=== What needs to be done ===
Return each line of the records below verbatim, with no alteration or omission.

=== Entries supplied ===
____________________

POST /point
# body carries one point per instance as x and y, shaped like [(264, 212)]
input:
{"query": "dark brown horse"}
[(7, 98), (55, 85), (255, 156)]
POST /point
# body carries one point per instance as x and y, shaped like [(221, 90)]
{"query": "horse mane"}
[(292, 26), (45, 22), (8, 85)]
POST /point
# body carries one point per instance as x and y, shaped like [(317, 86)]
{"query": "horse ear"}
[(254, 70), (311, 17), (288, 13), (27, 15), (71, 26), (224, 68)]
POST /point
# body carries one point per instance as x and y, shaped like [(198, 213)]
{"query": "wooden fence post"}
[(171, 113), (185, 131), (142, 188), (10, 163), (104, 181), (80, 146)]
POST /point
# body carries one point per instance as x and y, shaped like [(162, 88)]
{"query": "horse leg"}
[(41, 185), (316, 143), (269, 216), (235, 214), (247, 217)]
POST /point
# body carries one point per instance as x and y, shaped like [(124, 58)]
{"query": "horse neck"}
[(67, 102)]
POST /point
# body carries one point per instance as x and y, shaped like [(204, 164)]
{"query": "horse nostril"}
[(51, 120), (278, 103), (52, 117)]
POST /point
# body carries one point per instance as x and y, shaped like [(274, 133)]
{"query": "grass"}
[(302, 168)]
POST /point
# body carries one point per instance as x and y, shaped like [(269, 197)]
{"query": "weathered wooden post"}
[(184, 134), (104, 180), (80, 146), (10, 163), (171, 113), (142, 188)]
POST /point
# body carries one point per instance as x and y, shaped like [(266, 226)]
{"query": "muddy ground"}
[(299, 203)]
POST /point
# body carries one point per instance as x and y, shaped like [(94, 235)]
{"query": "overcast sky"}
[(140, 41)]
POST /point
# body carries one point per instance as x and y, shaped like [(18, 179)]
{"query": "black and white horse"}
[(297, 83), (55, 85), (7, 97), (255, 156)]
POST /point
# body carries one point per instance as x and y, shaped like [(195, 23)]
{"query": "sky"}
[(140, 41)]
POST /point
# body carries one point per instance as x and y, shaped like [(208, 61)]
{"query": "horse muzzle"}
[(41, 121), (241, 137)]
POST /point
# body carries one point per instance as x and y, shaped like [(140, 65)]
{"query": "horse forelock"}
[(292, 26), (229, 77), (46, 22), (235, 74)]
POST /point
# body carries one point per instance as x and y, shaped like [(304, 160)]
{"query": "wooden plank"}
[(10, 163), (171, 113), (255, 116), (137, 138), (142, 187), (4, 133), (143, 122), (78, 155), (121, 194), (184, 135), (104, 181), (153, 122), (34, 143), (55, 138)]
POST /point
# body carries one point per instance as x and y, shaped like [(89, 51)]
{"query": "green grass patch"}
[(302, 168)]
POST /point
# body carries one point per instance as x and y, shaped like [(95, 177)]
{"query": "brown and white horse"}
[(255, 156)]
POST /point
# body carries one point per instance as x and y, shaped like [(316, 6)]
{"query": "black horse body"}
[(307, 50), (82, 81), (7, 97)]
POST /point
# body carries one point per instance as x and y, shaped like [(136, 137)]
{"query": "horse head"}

____________________

=== Result ===
POST /point
# body carries one point per instance as x and y, shaped like [(264, 212)]
input:
{"query": "dark brown horse"}
[(7, 98), (55, 85), (255, 156)]
POST /point
# body carries one point per instance as x and y, shaped like [(221, 90)]
{"query": "horse mane"}
[(292, 26), (45, 22), (8, 85)]
POST /point
# body carries one point per instance as x and y, shaped like [(317, 86)]
{"query": "horse ear"}
[(254, 70), (311, 17), (288, 13), (27, 15), (71, 26), (224, 68)]
POST /point
# body carries one point per instance as x and y, shaped like [(198, 213)]
{"query": "wooden fence post"}
[(171, 113), (185, 131), (142, 188), (10, 163), (104, 181), (80, 146)]
POST /point
# body carries one point per instance as x and y, shaped like [(162, 88)]
{"query": "horse leg"}
[(41, 185), (316, 143), (269, 216), (235, 214), (247, 217)]
POST /point
# body carries one point per instance as x and y, shaped like [(124, 58)]
{"query": "horse neck"}
[(67, 102)]
POST /point
# body carries one point per instance as x and y, shaped like [(204, 164)]
{"query": "horse nostril"}
[(51, 120), (278, 103), (52, 117)]
POST /point
# body carries one point per instance as x and y, shaped like [(274, 133)]
{"query": "grass"}
[(302, 168)]
POST /point
# body carries one point per instance as x and y, shaped like [(269, 197)]
{"query": "weathered wooden post"}
[(184, 134), (104, 180), (80, 146), (10, 163), (171, 113), (142, 188)]
POST /point
# body carries one point per instance as x and y, shaped like [(266, 226)]
{"query": "muddy ground"}
[(299, 203)]
POST /point
# body carries one point per instance as x and y, shaped like [(94, 235)]
{"query": "overcast sky"}
[(140, 41)]
POST /point
# body carries one point per instance as x and y, shaped like [(18, 179)]
{"query": "black and white horse"}
[(297, 83), (55, 85), (7, 97), (255, 156)]
POST /point
# body carries one point per instance as x and y, shaped like [(195, 23)]
{"query": "sky"}
[(140, 41)]
POST /point
# body carries one point per instance as x and y, shaped like [(208, 61)]
{"query": "horse muzzle"}
[(41, 121), (241, 137)]
POST /point
# body carries one point per instance as x and y, shaped like [(140, 65)]
{"query": "horse forelock"}
[(292, 26), (229, 77), (46, 22), (235, 74)]
POST /point
# body carries one point per instance as x and y, shaped like [(304, 160)]
{"query": "wooden plank"}
[(10, 163), (171, 113), (255, 116), (137, 138), (142, 187), (4, 133), (143, 122), (78, 155), (121, 194), (184, 135), (104, 181), (153, 122), (34, 143), (55, 138)]
POST /point
# body carries one point per instance as x and y, shaped like [(89, 51)]
{"query": "green grass patch"}
[(302, 168)]
POST /point
# body carries one point per instance as x and y, shaped like [(95, 177)]
{"query": "brown and white horse"}
[(255, 156)]
POST /point
# body carries one point per instance as x and y, shaped like [(316, 6)]
{"query": "black horse body"}
[(307, 50), (82, 81), (7, 97)]
POST /point
# body carries one point per instance as x and y, shaped like [(136, 137)]
{"query": "horse head"}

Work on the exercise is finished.